start The records

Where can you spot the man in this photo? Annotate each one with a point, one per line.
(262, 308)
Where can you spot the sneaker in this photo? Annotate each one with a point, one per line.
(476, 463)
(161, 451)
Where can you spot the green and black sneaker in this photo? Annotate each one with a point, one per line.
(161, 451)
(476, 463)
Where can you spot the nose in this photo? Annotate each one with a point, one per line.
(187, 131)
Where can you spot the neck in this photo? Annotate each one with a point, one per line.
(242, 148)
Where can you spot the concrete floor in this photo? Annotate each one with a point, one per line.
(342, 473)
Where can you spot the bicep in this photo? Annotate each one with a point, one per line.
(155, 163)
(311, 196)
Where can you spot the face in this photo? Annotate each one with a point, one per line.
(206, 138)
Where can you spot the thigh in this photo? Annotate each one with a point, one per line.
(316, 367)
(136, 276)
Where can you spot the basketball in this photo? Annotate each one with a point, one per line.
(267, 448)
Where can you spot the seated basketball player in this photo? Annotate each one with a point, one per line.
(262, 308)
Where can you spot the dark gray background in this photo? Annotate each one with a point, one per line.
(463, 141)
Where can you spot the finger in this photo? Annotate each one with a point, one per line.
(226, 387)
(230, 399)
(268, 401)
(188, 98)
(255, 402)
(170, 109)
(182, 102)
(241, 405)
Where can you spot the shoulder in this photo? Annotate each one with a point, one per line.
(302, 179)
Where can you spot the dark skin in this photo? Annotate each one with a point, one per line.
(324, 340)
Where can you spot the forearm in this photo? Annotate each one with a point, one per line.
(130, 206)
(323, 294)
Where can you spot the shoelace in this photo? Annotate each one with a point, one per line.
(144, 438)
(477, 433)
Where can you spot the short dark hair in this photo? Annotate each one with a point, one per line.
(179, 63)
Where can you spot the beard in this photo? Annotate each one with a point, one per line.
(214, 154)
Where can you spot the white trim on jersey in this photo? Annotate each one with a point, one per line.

end The records

### What is being asked:
Go through the listing and print each line exactly as it appears.

### Result for this task:
Where can you spot the man in this photo? Annotate each one with a point, one per line.
(262, 308)
Where can you spot the sneaker in this photo? Annotate each one with a point, one per line.
(476, 463)
(161, 451)
Where can you spot the green and black sneaker in this photo? Annotate each one with a point, one per line.
(161, 451)
(476, 463)
Where can you spot the nose in this photo? Annotate each one with a point, one per line.
(187, 131)
Where can you spot the neck in this photo? Annotate each one with a point, one per line.
(242, 148)
Where can you spot the concrete floor in this photo? Annotate each one with a point, one per line.
(342, 473)
Where can you spot the bicep in this photo? Annotate each one with a point, one per line.
(155, 163)
(311, 196)
Where can you spot the face in this photo? Annotate each one with a point, one per line.
(206, 138)
Where can you spot the thigh in this photo? Annotate each one with a point, one per line.
(316, 367)
(136, 276)
Where can you spot the basketball in this photo? Annotate each one with a point, one per line.
(267, 448)
Where can you spot the seated basketball player in this photo? Annotate each one with a point, one per line.
(262, 308)
Where can you spot the dark gray background in this photo? Annotate each one with a point, one per line.
(463, 141)
Where can you spot the finger in this photo? Annotate each one with a point, one per line.
(226, 387)
(230, 399)
(268, 401)
(188, 98)
(255, 402)
(170, 109)
(182, 102)
(241, 405)
Where can you spot the shoulder in this photo? Annotate each one with a point, one per line.
(302, 179)
Where can you spot the dark skin in this photo? Annotate each one with a point, one per line.
(324, 340)
Where can you spot the forearm in this photo? Annotate each one with a point, one per line.
(130, 206)
(323, 294)
Where can you spot the shoelace in this photo? Annotate each one with a point, one per line.
(144, 438)
(477, 433)
Where can you spot the short dark hair in this photo? Annotate each one with a point, one per line.
(179, 63)
Where can you spot the beard in this photo? Annotate each one with a point, one per line.
(214, 154)
Where can you spot the white trim on jersey in this photo? Annotate each one with a point, one per line.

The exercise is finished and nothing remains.